## Data in this exercise
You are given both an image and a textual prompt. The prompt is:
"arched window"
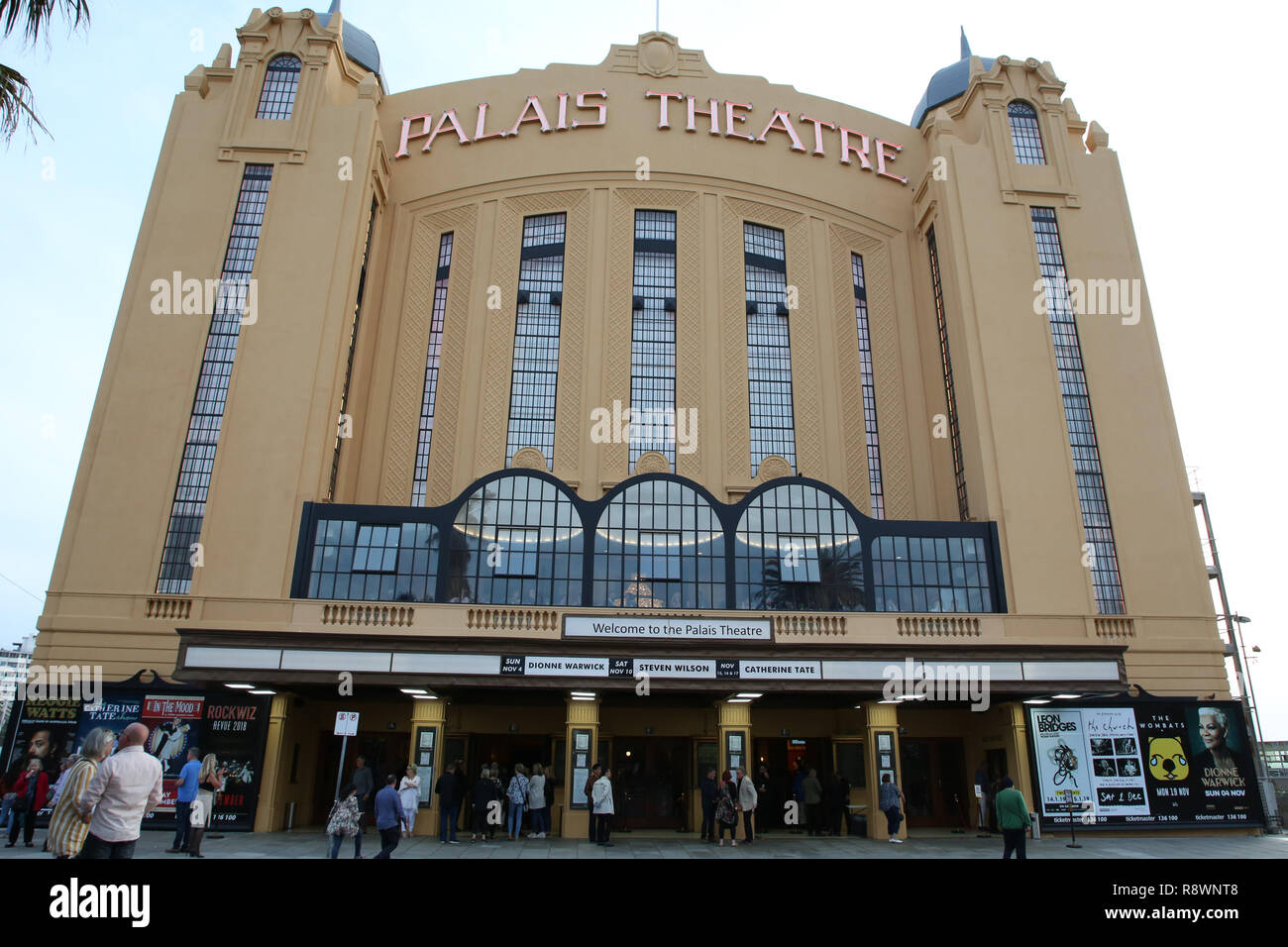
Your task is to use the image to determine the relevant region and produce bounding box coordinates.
[593,476,726,608]
[255,53,300,119]
[1006,100,1046,164]
[443,474,583,605]
[733,483,863,612]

## To do
Count the lines in the material above that contain the word "image", treating uppercase and lowercase as different, and give only the number.

## Exercise response
2